» Given problem
Format the lines as a Markdown table with two columns, No. and Text. Begin at the line that contains "Reviewer note: confirm that each instance of the vaulted" and stop at the end of the rows below, skipping blank lines and leaving the pictures out.

» Listed entries

+ + + + + + +

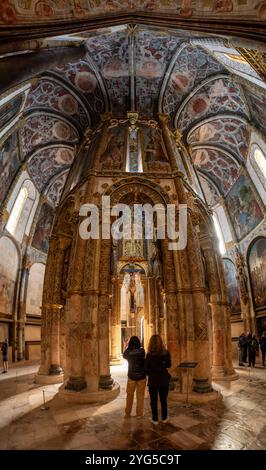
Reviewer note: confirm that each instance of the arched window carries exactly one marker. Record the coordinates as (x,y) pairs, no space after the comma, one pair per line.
(260,160)
(219,234)
(17,210)
(21,210)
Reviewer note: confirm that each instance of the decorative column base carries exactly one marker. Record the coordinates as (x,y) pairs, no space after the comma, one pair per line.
(76,384)
(114,361)
(46,379)
(55,369)
(84,396)
(221,373)
(202,386)
(195,398)
(106,382)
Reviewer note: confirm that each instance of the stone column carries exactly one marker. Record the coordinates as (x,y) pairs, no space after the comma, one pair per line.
(55,307)
(172,324)
(151,298)
(105,380)
(116,323)
(196,275)
(45,317)
(15,69)
(221,363)
(146,313)
(22,310)
(76,304)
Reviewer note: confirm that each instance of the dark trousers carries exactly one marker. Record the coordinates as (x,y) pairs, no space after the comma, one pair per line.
(163,392)
(263,356)
(252,358)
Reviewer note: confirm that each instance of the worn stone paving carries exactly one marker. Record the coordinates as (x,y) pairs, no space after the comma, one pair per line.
(238,422)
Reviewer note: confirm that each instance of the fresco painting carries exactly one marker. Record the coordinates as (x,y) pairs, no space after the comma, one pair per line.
(28,11)
(232,286)
(9,163)
(9,110)
(257,269)
(8,274)
(43,228)
(243,208)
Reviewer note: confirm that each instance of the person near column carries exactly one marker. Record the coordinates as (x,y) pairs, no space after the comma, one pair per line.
(135,355)
(4,350)
(157,362)
(263,347)
(254,349)
(242,347)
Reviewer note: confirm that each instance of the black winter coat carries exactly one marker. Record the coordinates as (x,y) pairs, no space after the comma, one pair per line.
(135,358)
(156,369)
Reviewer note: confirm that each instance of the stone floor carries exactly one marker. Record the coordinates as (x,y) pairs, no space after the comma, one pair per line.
(236,423)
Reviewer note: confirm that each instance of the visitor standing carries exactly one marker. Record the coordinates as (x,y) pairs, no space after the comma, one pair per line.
(4,350)
(157,362)
(135,355)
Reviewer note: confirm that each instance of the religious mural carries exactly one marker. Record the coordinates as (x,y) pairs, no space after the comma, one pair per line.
(40,129)
(155,155)
(55,190)
(193,65)
(221,96)
(29,11)
(83,78)
(257,106)
(9,110)
(113,155)
(111,58)
(232,286)
(43,228)
(153,53)
(9,163)
(243,208)
(48,162)
(210,192)
(232,134)
(221,168)
(257,269)
(8,274)
(47,94)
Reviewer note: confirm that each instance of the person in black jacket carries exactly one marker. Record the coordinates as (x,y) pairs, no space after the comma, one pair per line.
(157,362)
(4,350)
(263,347)
(135,356)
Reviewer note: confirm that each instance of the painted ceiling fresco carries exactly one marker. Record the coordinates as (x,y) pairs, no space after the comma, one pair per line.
(54,192)
(217,97)
(193,65)
(231,134)
(148,70)
(210,192)
(218,166)
(48,162)
(36,11)
(41,129)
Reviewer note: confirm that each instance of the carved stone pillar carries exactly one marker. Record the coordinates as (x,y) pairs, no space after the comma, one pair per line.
(45,318)
(242,278)
(54,308)
(172,324)
(221,362)
(146,313)
(115,324)
(105,380)
(76,304)
(22,310)
(152,313)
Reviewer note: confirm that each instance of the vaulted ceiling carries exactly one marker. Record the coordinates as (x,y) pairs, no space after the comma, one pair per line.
(209,92)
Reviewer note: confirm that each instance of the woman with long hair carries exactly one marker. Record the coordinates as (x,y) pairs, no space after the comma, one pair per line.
(135,356)
(157,362)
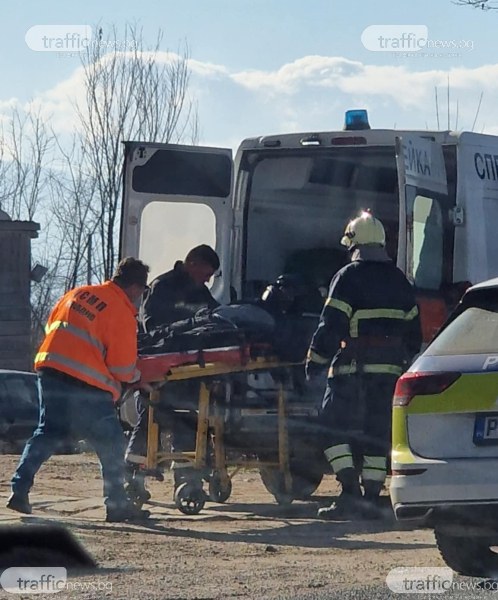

+ + + + + + +

» Final result
| No. | Text |
|---|---|
| 1 | Reviewer note: confirm that each instance of the vaulted ceiling carries exactly one marker. Record the coordinates as (x,y) pairs, no space after the comma, one pair per line. |
| 2 | (209,92) |
| 3 | Reviewer note: confirm that each instance of the woman with long hair carries exactly one marker. Record the coordinates as (x,y) pairs, no space after the comma, one pair per line. |
| 4 | (135,356) |
| 5 | (157,362) |